··· SOURCE DATA
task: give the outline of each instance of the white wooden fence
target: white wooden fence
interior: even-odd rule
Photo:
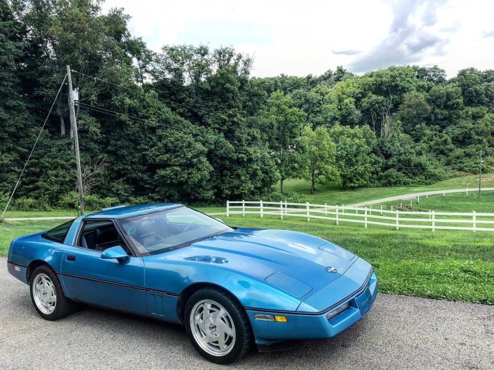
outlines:
[[[465,212],[420,212],[383,209],[382,206],[349,207],[344,205],[329,206],[327,204],[290,203],[286,202],[227,201],[226,216],[230,214],[259,214],[284,217],[298,217],[330,220],[340,222],[356,222],[369,225],[400,228],[494,231],[494,213]],[[489,225],[492,226],[490,227]]]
······
Quote all of the rows above word for word, leaving out the pictures.

task: give the outline of each instance of the white wooden fence
target: white wooden fence
interior: even-odd rule
Photo:
outlines:
[[[465,212],[420,212],[383,209],[382,206],[349,207],[344,205],[329,206],[327,204],[290,203],[286,202],[227,201],[226,216],[230,214],[259,214],[284,217],[298,217],[330,220],[340,222],[356,222],[369,225],[400,228],[494,231],[494,213]],[[489,225],[492,226],[490,227]]]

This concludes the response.